[Selección]:
☆ ☆ ☆ ☆ ☆ ☆ ☆

Una resolución del Ministerio de Seguridad de la Nación puso en marcha el programa “Tenencia Express” con el objetivo de agilizar la obtención de permisos para la portación de armas de fuego. Entre las novedades que introduce la medida encontramos la automatización para contar con su autorización a través de una plataforma digital que ya está disponible en Internet; la eliminación, para los talleres de armas y municiones, así como para los comerciantes minoristas y mayoristas que operan en el rubro, de la obligatoriedad de contar con habilitaciones municipales especiales y la inscripción previa ante la ANMaC (Agencia Nacional de Materiales Controlados); la posibilidad de que los usuarios gestionen la adquisición de armamento a través de una Tarjeta de Consumo de Municiones; y la habilitación para que las fuerzas de seguridad puedan reutilizar las armas que ellas mismas decomisan en sus operativos. Tampoco las entidades de tiro requerirán de habilitaciones locales para poder operar en cada ciudad. Es decir, una medida destinada a blanquear las costumbres ilegales de usuarios, fabricantes, comerciantes y policías.
La ostentación
Se ha alegado que un vecino armado es un vecino alerta, un vecino que cuida a los otros vecinos. Los defensores de la libre portación de armas llamaron a esto “efecto red”: los que usan armas terminan protegiendo a los vecinos que no las usan.
Para el especialista brasilero Luciano Bueno, esto no solo no existe, sino que se da el efecto contrario. Y es así porque, “sabiendo que puede haber armas en esos domicilios, el asaltante, antes que robar, trata de inmovilizar a las víctimas con heridas de muerte”. No es casual que uno de los objetivos de las entraderas sean las armas de fuego.
Un estudio comparativo realizado en la Universidad de Maryland, Estados Unidos, sobre 50.000 familias asaltadas, concluye que “en general los asaltantes no se intimidarán ni siquiera un poco frente a víctimas armadas”. Otra vieja investigación comparativa de 50 ciudades de los Estados Unidos, realizada por Cook P.J. y publicada en Policy Studie Review Annual en 1979, asegura que “cuando los ladrones saben que tenemos armas en casa, ellos tienden a disparar primero y a preguntar después, de forma a evitar que reaccionemos”.
Otra investigación del FBI reveló que tasas altas de tenencias de armas generan un incremento de 3 a 7% en la probabilidad de que las viviendas sean asaltadas. “Una de las razones puede ser que las armas constituyen un bien valioso a ser robado. Apoya esa teoría el hecho de que en el 14% de los asaltos domiciliarios, en la casa donde fue robada un arma, ese fue el único bien robado” (Antonio Bandeira y Josephine Bougois; Armas de fuego: ¿Protección? ¿O riesgo?, Foro Parlamentario, Río de Janeiro, 2006).
De modo que, lejos de alejar a los asaltantes, puede contribuir a atraerlos. Es decir, si los vecinos y comerciantes están armados, es muy probable que la persona que salga a robar vaya con armas de fuego; también que ahora no solo ostentará el arma, sino que no dudará en usarla contra la víctima del robo. Un uso que ya no puede cargarse a la cuenta de la razón instrumental. Porque la violencia agregada al delito predatorio contemporáneo es una violencia emotiva, vinculada también a las pasiones bajas, sea el resentimiento, la envidia o el odio.

☆ ☆ ☆ ☆ ☆ ☆ ☆

[Las tareas]:
- a) Resume en dos oraciones el texto sobre la portación de armas.
- b) Continúa el texto sobre la portación de armas a partir de su última oración.
El material no hace falta para resolver nada de esto.

☆ ☆ ☆ ☆ ☆ ☆ ☆

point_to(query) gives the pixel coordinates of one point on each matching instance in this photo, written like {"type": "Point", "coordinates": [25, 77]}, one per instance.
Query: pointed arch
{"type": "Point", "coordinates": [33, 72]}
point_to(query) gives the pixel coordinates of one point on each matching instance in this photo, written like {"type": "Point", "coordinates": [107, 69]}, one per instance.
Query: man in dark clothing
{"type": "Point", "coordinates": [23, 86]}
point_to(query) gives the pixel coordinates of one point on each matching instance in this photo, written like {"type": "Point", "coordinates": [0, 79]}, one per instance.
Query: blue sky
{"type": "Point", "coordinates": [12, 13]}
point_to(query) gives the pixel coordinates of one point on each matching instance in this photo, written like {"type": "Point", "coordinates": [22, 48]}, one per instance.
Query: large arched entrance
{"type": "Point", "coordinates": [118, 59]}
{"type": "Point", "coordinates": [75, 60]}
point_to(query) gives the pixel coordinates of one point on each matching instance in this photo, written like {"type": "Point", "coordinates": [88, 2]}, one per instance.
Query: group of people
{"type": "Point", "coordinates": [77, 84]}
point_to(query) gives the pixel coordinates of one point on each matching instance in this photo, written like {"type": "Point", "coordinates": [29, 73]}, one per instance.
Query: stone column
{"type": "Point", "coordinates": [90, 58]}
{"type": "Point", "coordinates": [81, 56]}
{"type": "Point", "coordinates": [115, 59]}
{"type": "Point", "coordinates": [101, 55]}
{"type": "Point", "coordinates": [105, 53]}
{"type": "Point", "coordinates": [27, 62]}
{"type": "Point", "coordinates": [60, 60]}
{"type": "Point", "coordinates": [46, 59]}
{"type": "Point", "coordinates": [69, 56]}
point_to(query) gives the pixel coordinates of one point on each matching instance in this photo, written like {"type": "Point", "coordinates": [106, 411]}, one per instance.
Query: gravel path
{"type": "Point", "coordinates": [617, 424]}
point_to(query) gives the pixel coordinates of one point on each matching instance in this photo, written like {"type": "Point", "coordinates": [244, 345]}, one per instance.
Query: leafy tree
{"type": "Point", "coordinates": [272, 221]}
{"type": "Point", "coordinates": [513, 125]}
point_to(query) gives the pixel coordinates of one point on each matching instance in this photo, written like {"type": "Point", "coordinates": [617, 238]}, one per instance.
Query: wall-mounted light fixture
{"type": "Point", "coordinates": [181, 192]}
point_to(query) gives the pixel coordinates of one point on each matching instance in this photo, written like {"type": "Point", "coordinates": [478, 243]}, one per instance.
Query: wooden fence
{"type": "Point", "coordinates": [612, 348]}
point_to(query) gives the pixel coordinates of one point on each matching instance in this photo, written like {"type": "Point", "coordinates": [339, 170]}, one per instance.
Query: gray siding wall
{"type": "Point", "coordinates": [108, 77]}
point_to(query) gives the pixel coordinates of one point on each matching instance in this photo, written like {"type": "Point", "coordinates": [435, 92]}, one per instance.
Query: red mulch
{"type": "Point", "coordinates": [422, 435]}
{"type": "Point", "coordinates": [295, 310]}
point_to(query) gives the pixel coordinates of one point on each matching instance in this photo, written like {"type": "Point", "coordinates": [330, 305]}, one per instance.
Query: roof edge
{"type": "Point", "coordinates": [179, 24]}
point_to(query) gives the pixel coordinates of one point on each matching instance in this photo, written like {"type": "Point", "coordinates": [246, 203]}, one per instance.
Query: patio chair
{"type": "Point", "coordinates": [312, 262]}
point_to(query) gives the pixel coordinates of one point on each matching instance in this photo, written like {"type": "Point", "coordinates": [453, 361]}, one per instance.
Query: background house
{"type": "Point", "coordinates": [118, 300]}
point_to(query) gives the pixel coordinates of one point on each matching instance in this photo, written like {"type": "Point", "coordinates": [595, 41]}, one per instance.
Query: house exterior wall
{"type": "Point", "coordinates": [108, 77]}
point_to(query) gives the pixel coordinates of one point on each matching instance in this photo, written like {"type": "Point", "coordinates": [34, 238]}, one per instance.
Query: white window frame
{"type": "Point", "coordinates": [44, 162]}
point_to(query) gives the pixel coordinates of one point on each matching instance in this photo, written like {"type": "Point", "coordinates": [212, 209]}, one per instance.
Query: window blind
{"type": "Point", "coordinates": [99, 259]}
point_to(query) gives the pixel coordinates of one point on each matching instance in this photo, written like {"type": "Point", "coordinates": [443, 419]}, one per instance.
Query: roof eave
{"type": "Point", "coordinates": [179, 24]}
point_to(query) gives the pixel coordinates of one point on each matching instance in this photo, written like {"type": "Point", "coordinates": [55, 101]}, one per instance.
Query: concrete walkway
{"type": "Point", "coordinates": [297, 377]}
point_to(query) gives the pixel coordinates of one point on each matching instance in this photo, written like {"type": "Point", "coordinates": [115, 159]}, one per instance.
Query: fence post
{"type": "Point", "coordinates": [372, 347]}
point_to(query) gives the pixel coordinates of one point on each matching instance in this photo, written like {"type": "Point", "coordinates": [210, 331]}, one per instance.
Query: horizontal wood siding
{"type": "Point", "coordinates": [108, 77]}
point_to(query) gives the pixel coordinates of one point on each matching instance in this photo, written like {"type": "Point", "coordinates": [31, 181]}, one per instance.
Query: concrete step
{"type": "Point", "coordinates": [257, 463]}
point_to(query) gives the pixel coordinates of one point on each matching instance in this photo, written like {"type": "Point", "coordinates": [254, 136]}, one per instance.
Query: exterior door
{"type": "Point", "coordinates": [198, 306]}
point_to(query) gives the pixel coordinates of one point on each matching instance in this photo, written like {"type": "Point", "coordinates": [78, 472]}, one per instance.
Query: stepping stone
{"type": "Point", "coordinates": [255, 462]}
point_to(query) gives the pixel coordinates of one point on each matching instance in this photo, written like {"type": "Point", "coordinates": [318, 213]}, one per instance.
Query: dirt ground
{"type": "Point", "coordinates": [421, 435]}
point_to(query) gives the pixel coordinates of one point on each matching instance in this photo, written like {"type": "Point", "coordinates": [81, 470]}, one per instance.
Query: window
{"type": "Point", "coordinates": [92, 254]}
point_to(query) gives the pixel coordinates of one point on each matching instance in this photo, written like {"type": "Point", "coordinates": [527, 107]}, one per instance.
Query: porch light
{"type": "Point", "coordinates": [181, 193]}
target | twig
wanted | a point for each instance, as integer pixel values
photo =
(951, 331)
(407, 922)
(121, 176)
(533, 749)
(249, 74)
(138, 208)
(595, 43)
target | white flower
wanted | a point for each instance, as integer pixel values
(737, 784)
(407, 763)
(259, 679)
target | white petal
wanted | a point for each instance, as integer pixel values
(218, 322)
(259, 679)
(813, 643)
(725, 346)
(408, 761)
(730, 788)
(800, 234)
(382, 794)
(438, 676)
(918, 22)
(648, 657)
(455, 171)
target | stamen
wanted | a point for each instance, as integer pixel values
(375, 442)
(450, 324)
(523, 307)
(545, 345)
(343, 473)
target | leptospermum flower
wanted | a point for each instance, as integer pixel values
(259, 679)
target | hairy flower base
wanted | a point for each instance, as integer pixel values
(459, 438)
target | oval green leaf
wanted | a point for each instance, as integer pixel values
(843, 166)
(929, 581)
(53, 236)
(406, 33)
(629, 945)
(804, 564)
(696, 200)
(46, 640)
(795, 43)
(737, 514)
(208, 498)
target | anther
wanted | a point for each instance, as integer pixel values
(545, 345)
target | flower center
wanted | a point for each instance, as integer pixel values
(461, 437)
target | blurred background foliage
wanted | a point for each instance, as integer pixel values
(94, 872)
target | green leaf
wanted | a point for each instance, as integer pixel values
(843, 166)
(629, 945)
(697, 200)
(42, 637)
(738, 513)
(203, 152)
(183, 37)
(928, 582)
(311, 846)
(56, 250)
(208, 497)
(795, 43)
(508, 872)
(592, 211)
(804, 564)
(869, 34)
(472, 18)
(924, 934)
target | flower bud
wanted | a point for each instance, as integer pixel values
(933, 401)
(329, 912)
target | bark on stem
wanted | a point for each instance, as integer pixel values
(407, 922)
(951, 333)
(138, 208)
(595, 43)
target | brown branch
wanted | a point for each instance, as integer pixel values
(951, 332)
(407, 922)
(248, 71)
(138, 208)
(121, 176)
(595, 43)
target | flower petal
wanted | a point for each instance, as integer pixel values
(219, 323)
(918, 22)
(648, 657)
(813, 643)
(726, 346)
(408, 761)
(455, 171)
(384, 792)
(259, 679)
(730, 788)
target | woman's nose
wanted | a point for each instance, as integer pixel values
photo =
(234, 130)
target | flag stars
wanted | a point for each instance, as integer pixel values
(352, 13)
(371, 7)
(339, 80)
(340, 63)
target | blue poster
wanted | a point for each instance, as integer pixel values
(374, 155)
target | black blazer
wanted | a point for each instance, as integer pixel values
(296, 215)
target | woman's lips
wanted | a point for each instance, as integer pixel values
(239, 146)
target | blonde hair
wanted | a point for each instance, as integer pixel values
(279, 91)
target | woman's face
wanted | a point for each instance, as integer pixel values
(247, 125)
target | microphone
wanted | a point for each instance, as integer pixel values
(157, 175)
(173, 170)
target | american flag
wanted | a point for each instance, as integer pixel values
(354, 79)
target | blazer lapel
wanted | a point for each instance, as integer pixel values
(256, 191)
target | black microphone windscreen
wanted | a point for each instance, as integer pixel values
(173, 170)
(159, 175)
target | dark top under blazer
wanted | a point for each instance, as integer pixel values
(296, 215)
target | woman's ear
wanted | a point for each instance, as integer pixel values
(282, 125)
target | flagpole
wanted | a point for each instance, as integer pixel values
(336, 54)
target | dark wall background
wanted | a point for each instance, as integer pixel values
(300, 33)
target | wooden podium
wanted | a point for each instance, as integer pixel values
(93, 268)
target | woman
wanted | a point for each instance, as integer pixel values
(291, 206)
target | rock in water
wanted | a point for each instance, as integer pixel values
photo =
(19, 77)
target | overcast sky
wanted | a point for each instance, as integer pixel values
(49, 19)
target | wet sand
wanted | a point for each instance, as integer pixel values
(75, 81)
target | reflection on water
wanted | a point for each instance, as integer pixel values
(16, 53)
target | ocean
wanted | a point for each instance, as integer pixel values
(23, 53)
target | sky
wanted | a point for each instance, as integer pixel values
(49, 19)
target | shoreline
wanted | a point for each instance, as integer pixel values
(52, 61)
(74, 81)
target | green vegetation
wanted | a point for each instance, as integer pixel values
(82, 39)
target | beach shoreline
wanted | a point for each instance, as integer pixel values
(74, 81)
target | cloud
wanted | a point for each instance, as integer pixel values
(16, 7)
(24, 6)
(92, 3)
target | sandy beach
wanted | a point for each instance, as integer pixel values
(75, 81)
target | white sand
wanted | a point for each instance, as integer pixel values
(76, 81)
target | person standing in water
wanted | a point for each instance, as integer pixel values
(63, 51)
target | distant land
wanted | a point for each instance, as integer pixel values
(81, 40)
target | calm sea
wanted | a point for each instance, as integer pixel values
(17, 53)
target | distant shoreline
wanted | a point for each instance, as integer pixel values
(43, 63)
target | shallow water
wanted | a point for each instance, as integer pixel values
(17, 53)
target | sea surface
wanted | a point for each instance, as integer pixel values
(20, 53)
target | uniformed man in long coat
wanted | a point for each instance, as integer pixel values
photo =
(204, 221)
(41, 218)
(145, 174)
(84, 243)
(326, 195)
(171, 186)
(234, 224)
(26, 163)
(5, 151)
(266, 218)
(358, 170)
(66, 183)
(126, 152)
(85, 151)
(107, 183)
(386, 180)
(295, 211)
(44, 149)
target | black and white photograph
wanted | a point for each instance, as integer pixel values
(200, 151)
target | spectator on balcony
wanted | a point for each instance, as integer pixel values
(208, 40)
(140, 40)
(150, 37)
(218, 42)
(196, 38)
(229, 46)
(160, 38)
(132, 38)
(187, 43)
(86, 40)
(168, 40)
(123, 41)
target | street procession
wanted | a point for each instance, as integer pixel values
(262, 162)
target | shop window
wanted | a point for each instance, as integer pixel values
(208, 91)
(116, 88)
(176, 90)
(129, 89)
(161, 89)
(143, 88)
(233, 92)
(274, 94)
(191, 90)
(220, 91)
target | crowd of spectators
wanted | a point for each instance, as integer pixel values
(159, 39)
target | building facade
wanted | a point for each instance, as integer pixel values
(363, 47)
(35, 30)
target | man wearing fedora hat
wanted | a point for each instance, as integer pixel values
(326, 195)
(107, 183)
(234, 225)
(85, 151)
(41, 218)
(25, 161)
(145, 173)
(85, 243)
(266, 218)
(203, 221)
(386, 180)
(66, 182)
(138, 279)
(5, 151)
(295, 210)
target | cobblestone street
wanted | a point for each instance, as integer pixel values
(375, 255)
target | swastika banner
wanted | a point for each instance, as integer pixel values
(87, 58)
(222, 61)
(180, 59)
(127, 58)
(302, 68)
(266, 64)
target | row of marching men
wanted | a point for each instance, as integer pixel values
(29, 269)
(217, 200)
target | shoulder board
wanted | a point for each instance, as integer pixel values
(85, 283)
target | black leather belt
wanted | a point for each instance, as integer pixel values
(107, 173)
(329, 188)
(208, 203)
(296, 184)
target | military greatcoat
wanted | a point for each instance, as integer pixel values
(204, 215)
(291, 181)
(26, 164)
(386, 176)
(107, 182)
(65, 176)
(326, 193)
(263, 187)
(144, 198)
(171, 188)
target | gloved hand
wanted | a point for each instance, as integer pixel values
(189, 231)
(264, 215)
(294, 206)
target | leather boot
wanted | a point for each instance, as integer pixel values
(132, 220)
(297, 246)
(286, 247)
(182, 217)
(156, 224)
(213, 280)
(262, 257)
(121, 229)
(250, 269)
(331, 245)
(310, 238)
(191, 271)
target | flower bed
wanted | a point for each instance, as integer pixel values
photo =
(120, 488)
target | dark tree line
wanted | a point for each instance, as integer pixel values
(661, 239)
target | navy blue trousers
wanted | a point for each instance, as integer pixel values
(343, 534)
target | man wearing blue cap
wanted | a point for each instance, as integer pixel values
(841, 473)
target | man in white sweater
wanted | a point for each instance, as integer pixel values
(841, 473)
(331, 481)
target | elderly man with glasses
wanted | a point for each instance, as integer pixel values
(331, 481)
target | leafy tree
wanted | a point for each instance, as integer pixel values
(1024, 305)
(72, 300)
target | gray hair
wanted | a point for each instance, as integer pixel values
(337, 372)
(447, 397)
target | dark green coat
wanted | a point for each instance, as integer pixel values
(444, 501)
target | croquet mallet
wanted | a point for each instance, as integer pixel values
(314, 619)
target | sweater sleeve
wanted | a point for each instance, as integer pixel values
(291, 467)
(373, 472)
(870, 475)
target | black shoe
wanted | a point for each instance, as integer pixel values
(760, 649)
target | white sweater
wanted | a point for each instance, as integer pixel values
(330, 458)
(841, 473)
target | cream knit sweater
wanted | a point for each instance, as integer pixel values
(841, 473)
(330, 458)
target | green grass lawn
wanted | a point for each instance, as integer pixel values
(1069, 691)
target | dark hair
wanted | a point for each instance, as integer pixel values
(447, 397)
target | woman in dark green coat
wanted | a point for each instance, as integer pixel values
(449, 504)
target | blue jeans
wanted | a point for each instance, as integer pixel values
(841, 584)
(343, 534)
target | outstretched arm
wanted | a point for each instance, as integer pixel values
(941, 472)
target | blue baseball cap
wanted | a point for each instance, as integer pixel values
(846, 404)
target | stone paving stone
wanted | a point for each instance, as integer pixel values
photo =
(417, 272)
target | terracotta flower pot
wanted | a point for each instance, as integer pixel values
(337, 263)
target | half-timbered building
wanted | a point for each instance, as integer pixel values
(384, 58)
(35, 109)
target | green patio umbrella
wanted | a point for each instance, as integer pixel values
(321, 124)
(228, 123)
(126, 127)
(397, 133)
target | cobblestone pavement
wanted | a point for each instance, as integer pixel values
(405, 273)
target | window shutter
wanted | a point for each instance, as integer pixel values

☆ ☆ ☆ ☆ ☆ ☆ ☆

[Respuestas en orden]:
- a) Una resolución del Ministerio de Seguridad de la Nación lanzó el programa «Tenencia Express» para agilizar los permisos de portación de armas mediante una plataforma digital. También eliminó requisitos para talleres, comerciantes y entidades de tiro y permitió que las fuerzas de seguridad reutilicen las armas que decomisan, mientras que los estudios citados sostienen que las armas en los hogares no intimidan a los asaltantes, sino que pueden atraerlos y llevarlos a disparar primero.

- b)
La escalada
Contrariamente a lo que se supone, lejos de traer seguridad a sus portadores, la tenencia recrea las condiciones para que se sientan más inseguros. Un arma en la casa no solo es una atracción extra para los escruches, sino que introduce una bomba de tiempo en cada hogar.
Una casa con armas no solo aumenta los riesgos de accidentes sino los crímenes de motivación banal entre personas conocidas. Antes, los amigos o vecinos se agarraban a los gritos o a las piñas; ahora, puesto que hay un arma en la casa, representa un estímulo para tramitar el malentendido a los tiros. Es recordado el caso del anciano que usó un arma de fuego contra un vecino en las últimas navidades para que bajase el volumen de la música que no lo dejaba dormir. La gran mayoría de los homicidios intencionales en el país no se los llevan los homicidios en ocasión de robo sino las peleas o riñas entre personas que se conocen entre sí, viven en el mismo barrio y tienen conflictos previos.
El arma de fuego es un elemento que puede contribuir a escalar los conflictos a los extremos. Lejos de enfriarlos, puede recalentarlos y, está visto, poner las cosas en un lugar irreversible.
Pero también, las armas suelen ser la mejor forma de tramitar la tristeza que tienen los hijos o hijas que saben que papá o mamá, o los abuelos, guardan un arma en el placar o la mesita de al lado de la cama. Un arma con la que seguramente los adultos han alardeado delante de sus hijos o nietos durante una discusión familiar desencadenada por una noticia que llegó a través de los rumores del barrio o los informes que vieron por televisión.
En una sociedad como la nuestra, donde los suicidios continúan aumentando, la portación de armas debería llamarnos a la reflexión. No hay ansiolítico que desactive una cabeza gatillada. Un arma en casa, como dijo Jean Amery, es una forma de “levantar la mano sobre uno mismo”.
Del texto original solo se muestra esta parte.